Stored items
== Segment start ==

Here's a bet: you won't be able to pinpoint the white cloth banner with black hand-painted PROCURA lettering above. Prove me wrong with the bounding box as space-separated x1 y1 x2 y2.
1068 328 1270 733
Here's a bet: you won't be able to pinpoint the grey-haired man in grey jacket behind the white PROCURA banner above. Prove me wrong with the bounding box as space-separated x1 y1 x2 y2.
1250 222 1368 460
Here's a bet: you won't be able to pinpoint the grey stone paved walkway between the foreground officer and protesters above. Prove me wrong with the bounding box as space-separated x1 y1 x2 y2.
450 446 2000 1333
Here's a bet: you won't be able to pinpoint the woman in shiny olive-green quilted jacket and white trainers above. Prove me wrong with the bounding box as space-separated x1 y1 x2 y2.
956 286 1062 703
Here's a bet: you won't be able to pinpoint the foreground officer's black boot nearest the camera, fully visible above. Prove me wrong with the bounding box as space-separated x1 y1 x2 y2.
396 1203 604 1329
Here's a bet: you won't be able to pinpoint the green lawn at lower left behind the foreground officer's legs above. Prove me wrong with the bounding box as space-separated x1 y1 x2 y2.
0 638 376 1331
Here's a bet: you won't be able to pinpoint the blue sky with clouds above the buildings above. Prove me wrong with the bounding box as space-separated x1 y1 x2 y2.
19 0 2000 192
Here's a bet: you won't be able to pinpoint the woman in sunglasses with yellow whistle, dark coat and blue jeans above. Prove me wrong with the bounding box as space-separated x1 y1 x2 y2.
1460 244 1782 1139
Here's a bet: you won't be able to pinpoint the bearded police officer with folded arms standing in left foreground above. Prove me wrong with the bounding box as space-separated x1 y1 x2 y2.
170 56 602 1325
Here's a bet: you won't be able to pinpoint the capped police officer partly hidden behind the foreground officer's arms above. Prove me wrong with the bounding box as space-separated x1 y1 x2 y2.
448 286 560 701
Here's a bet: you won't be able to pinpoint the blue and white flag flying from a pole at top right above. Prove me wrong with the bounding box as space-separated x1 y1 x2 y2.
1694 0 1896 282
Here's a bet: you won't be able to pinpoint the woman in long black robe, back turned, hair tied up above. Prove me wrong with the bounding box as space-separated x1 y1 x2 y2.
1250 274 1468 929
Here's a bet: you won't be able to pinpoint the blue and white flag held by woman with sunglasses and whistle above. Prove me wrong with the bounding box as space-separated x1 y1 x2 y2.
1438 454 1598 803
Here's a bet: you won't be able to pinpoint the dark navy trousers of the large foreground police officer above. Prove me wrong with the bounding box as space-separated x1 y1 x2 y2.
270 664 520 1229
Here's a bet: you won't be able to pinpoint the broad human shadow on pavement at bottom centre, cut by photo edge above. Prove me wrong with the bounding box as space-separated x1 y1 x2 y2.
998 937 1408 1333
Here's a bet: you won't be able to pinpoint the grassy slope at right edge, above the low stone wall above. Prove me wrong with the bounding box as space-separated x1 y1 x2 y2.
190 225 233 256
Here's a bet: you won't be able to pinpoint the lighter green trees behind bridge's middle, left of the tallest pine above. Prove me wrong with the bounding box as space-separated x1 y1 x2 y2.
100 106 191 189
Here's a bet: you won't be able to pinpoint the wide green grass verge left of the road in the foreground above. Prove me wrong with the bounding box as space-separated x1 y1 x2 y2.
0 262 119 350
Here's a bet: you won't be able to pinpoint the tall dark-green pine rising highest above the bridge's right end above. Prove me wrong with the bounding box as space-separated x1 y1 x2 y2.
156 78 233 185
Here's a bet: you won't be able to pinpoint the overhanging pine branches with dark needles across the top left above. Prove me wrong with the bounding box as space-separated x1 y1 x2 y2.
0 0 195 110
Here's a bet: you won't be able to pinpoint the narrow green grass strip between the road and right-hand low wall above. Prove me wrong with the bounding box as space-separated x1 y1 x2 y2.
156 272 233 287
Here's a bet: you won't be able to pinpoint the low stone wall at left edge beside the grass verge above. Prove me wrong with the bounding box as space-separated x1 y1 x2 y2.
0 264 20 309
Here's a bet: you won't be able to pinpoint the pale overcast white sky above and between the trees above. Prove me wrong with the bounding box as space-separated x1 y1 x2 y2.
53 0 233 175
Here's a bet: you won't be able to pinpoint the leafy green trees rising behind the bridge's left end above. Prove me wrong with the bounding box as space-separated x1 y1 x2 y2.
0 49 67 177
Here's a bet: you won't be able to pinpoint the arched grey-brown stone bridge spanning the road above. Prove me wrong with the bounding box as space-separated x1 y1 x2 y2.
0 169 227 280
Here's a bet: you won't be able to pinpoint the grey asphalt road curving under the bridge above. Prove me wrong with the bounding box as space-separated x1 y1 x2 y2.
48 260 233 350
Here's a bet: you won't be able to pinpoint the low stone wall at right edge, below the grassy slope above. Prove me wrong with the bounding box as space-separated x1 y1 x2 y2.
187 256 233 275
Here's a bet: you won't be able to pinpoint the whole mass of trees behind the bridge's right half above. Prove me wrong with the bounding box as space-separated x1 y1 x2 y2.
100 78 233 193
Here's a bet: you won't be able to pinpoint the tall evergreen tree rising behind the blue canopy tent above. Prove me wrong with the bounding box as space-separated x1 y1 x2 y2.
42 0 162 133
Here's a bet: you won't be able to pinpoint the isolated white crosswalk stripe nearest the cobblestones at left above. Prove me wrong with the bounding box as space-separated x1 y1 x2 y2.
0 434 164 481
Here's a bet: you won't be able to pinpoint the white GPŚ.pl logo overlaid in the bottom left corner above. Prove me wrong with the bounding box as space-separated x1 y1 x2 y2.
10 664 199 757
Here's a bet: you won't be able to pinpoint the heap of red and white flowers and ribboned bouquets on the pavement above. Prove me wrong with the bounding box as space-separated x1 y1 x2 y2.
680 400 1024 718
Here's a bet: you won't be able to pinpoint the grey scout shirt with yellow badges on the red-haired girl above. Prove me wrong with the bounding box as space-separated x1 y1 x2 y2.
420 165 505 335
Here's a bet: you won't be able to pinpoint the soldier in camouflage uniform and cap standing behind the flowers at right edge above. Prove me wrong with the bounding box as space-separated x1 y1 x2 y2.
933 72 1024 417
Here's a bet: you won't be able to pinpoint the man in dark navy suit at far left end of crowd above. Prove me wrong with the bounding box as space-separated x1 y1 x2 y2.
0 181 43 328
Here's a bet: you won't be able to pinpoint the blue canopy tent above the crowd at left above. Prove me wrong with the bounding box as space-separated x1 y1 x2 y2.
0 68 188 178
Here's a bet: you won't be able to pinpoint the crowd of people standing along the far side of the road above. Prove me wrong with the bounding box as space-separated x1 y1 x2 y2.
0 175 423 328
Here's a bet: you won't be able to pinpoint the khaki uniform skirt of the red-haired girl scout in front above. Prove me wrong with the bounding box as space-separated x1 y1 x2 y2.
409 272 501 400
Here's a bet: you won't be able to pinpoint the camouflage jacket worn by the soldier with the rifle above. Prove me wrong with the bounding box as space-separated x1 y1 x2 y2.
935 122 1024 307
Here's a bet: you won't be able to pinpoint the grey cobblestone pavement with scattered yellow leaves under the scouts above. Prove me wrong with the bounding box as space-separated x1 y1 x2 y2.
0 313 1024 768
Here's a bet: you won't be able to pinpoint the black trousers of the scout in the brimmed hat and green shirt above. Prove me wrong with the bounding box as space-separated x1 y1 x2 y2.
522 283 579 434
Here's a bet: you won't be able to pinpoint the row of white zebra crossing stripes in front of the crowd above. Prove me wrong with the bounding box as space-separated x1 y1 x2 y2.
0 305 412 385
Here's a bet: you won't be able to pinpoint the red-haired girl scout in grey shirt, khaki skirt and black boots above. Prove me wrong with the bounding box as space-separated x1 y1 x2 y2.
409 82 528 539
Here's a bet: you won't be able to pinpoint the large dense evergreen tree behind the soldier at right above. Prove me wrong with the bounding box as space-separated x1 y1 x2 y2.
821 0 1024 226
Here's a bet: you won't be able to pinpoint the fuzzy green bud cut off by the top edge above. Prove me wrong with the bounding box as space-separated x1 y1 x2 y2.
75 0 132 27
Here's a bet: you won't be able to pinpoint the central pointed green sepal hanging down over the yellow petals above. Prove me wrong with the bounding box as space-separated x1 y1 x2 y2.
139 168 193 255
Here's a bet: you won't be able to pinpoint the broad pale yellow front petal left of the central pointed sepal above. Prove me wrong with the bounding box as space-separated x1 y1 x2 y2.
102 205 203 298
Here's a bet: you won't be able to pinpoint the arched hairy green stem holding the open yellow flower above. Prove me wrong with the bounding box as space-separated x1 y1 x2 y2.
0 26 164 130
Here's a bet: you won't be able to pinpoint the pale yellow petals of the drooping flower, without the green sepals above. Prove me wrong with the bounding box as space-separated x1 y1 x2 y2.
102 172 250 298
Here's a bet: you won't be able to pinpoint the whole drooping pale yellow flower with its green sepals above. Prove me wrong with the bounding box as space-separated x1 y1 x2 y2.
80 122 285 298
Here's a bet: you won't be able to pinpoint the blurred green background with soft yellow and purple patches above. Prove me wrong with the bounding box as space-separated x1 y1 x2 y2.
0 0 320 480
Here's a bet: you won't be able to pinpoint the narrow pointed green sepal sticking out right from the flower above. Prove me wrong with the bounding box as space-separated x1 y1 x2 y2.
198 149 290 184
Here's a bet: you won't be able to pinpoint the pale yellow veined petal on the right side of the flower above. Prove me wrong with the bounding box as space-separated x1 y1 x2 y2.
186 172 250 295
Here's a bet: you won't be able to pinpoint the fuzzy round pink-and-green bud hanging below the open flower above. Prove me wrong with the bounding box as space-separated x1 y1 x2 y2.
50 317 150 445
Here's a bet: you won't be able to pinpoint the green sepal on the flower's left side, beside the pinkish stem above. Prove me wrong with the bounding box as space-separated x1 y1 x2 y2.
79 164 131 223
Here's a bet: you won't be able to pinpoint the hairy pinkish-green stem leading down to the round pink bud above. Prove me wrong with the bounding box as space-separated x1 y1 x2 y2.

== Segment end ==

PROBLEM REQUIREMENTS
When the line containing "the fuzzy round" is found in the records above, restate it and every later line word for word through the last one, and nothing more.

REPLY TO THE TASK
Here's a bet: you won't be able to pinpoint the fuzzy round pink-and-green bud hanging below the open flower above. Prove me wrong with the bounding box as space-separated x1 y1 x2 y2.
50 317 150 445
Here's a bet: you won't be able to pinpoint the green sepal on the flower's left side, beside the pinkish stem above. Prove me wrong with the bounding box as space-separated x1 y1 x2 y2.
79 164 131 223
Here's a bet: you won't be able to pinpoint the hairy pinkish-green stem leading down to the round pink bud above. Prove me wrong with the bounding box as space-separated x1 y1 x2 y2.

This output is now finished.